_SHORT TASK_:
Rewrite the lines of the records below, replacing "largest disc" with "biggest circle" everywhere and changing nothing else. Omit the pictures from your answer.

(Data listing)

■ ■ ■ ■ ■ ■ ■

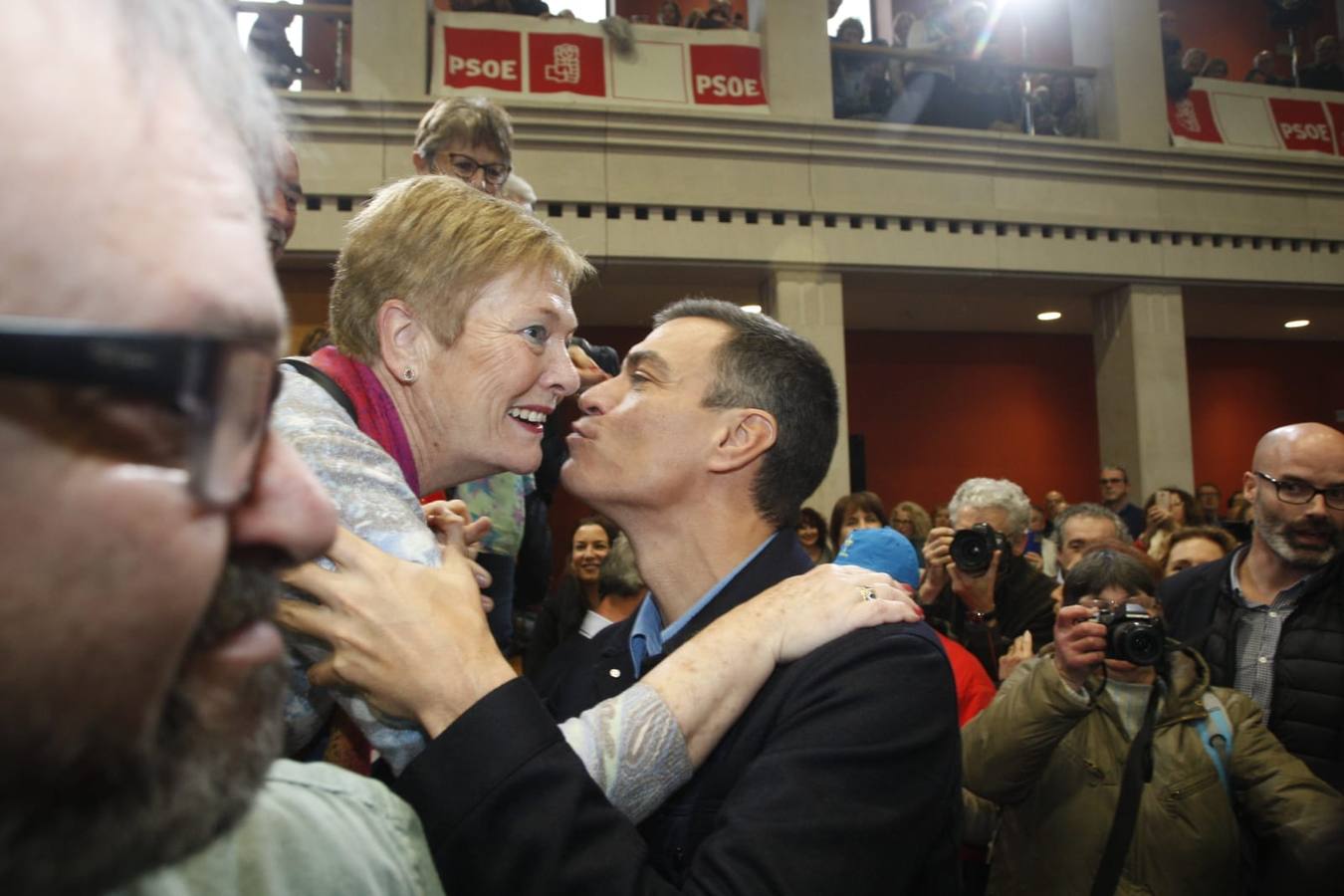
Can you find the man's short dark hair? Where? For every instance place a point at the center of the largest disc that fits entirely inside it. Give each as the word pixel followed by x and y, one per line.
pixel 1087 510
pixel 765 364
pixel 1110 564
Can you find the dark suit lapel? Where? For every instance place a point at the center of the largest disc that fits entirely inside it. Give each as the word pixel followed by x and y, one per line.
pixel 780 559
pixel 614 670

■ ■ ■ ■ ■ ■ ■

_CORRECT RESULT_:
Can you find the man's short dark hair? Where? For every instance place a point at the center of the biggest circle that fits entirely inside it. Give each as the word pixel followed by x and y, one per line.
pixel 1087 510
pixel 765 364
pixel 1110 564
Can you find the dark suit lapel? Where? For every instance place a point at the center of the biggest circle that fits entirely inside it. Give each as the word pixel followed by x and y, one per line.
pixel 780 559
pixel 614 670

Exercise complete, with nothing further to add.